[Part of a data file]
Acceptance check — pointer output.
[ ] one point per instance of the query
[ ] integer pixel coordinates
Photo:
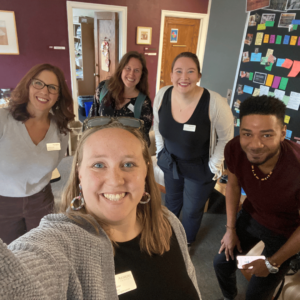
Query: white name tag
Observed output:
(131, 107)
(53, 146)
(187, 127)
(125, 282)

**The exercise**
Arrange the data above as a two-column CSV with the headers "query" and "points", giving one row for each request. Put its text and its answer each in a single quoted field with line breaks replaced by spaces, and leave out the pictures.

**Written response**
query,points
"Acceptance check — pointer output. [ ] one point per instance of the query [ ] integer pixel coordinates Photo: Query: white name tag Observed output:","(131, 107) (53, 146) (187, 127) (125, 282)"